• DOCUMENT EXCERPT:
"""

On Freedom: Reflections on Obligations and Worship
"Freedom" is a word central to our lives, but we rarely talk about what it means to be free or what its implications are.
There is an idea that I have read in the works of Gurdjieff and Ouspensky: that the first (minor) liberation is the liberation from internal influence and that the second (major) liberation is the liberation from external influence. Now, why is this idea important?
Liberation is the act of stepping into freedom - when one is liberated, one is freed from some form of bondage. So, this idea of liberation is about freedom - it is about framing what it means to be free. So, we need to talk about what it means to be “free”.
For those of us in America, we take deep, deep pride in being free - many will brag that at no point in world history has any group of people been so gosh-darn free. We eat freedom for breakfast. Freedom has never been as free as the freedom in America.
Despite this, we rarely (if ever) actually talk about what it means to be free. We understand that literal physical enslavement is not freedom and we have a penchant for talking about the ways people in other countries are not free (what with those communist countries and their authoritarian, suppressive regimes). We talk about how police and the troops support our freedom. Politicians talk about the importance of our freedom… but, what does it mean to be free? We never really talk about what freedom is, but we base everything on it.
Are you free if you have to work 40 hours a week to barely get by? Are you free if the only viable leaders you are allowed to choose from are all unpalatable choices, cycle-after-cycle? Maybe you respond by saying, “at least in the US, we have a choice!” So, choosing between a bunch of options that don’t really suit what you need is freedom? Is it freedom if there are options that actually suit what you need?
The truth of it is, none of these things are what freedom is about. Freedom is not a matter of the marketplace or of politics, it is a matter of the soul. To be free, is to be free from influence, and this is where we get to the idea I started with - the idea that the first liberation is from internal influence and the second liberation is from external influence.

"""

• INSTRUCTIONS:
- a) In the essay on freedom, what is described as the second (major) liberation?
- b) Reproduce the passage of the essay on freedom from "There is an" up to and including "freedom in America.".
- c) Carry on writing the essay on freedom, picking up right after its final sentence.

• INFORMATION GIVEN:
"""

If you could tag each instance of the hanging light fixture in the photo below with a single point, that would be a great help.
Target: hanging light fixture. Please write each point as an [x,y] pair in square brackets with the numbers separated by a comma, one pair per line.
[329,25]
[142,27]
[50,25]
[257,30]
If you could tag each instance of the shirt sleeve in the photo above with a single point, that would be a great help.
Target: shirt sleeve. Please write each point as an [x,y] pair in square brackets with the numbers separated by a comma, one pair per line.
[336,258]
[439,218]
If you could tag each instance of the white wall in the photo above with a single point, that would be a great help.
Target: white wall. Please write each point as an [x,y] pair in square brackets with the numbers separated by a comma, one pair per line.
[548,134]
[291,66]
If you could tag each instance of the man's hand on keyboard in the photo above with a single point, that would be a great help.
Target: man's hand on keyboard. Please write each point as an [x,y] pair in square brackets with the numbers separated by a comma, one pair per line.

"""

• RESPONSES TO THE TASKS:
- a) The second (major) liberation is the liberation from external influence.

- b)
There is an idea that I have read in the works of Gurdjieff and Ouspensky: that the first (minor) liberation is the liberation from internal influence and that the second (major) liberation is the liberation from external influence. Now, why is this idea important?
Liberation is the act of stepping into freedom - when one is liberated, one is freed from some form of bondage. So, this idea of liberation is about freedom - it is about framing what it means to be free. So, we need to talk about what it means to be “free”.
For those of us in America, we take deep, deep pride in being free - many will brag that at no point in world history has any group of people been so gosh-darn free. We eat freedom for breakfast. Freedom has never been as free as the freedom in America.

- c)
Freedom is not the ability to choose from 78 kinds of pasta sauce at the grocery store, nor is freedom the ability to vote once every couple of years. Freedom is the ability to maintain your center, to maintain your peace, no matter what you encounter.
What does this look like? Let’s look at an example. Let’s say someone walks up to you and they say something that makes you angry - in fact, beforehand, you were having a nice day, but, now, you are angry. Later that night you are still angry at what this person said.
We may be inclined to view this as an example of external influence, since someone outside of us made us feel angry. But, this is an example of how we are not free from internal influence. Many of us are controlled by certain emotions - some of us are more prone to anger, some to self-pity, some to self-loathing, some to greed, some to jealousy. When such an emotion rises within us, we are not free, for we are still controlled by our emotions.
External influences don’t actually come into play until we’ve freed ourselves from internal influences, such as emotions we can’t control or ideas that alienate us from our own selves. So, for now it is enough to talk about internal influences.
Ideas can also represent powerful ways we are not liberated from internal influence. We have many ideas about what it means to be a “good person” - we set up an entire judicial system within our minds to enforce these ideas. There are police officers who patrol, looking for violations. One officer may notice the desire to cry welling up inside of you, but the law states very clearly that “MEN DON’T CRY” - so the officer fires his weapon, arrests the feeling, and throws it down into a cell, locked deep within the body.
Freedom is not an economic or political matter (though, certainly, both economics and politics can shape our ability to seek true freedom). It is a spiritual matter.
I asked before, are you free if you have to work 40 hours a week to get by? Well, you could be…it’s possible. See, it is the nature of existing that there are things that must be done - this is our karma. Certainly we must eat and sleep, but we may need to feed others, to pay our bills, to follow through on our obligations, to pay our taxes. The obligations of life can feel suffocating, they can feel like bondage. How can we be free if we have so many obligations in this life?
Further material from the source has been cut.